#### [What this task involves]
Write out exactly the lines running from the one with "Tag a keypoint" to the end of the data, including both of those lines and excluding pictures.

※ ※ ※

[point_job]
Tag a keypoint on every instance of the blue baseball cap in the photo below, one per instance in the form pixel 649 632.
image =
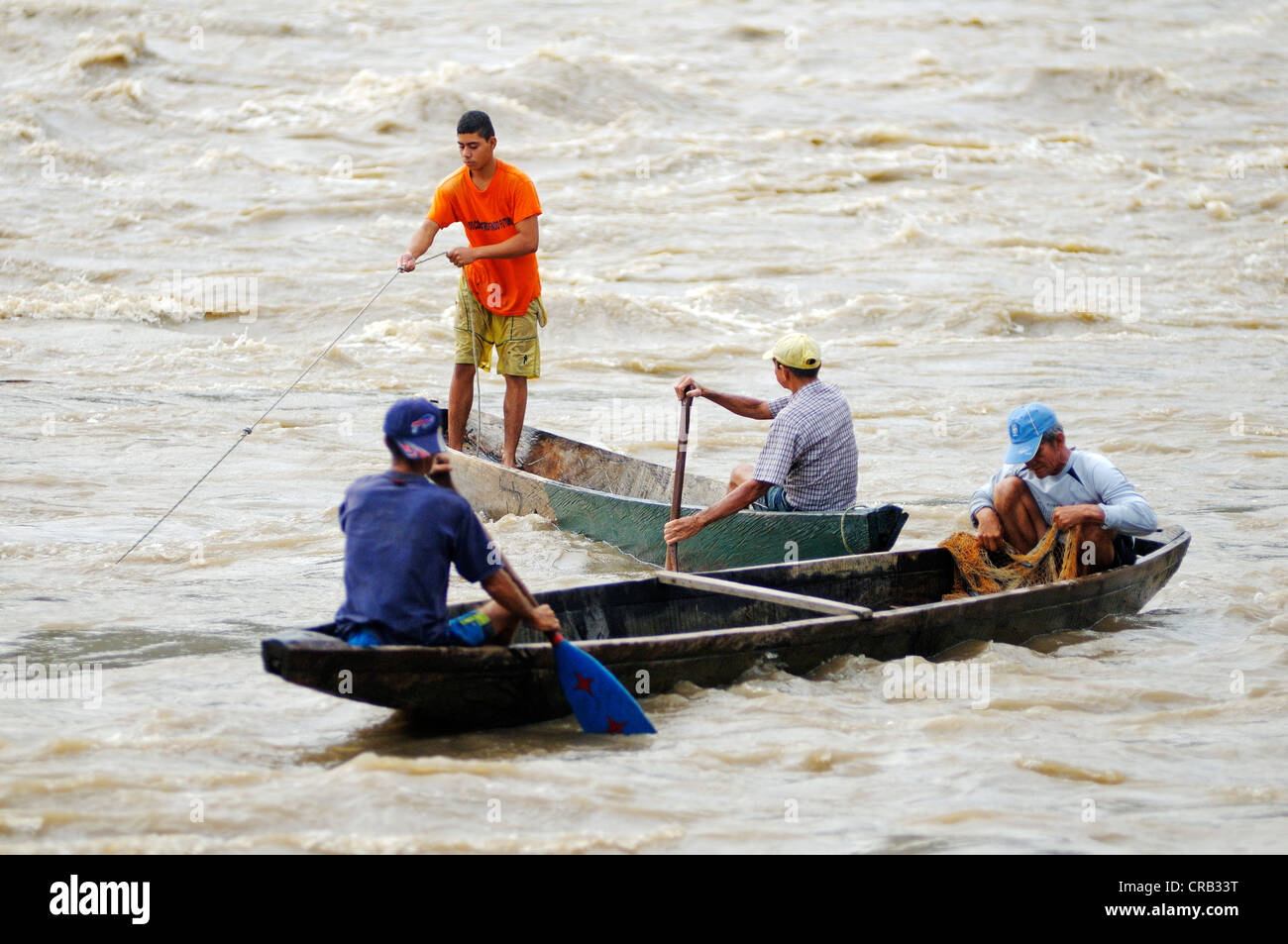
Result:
pixel 415 424
pixel 1026 425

※ ※ ※

#### [Exercise solution]
Tag a keypoint on every instance of the blue baseball cap in the photo below, one per instance in the form pixel 649 632.
image =
Result:
pixel 415 424
pixel 1026 425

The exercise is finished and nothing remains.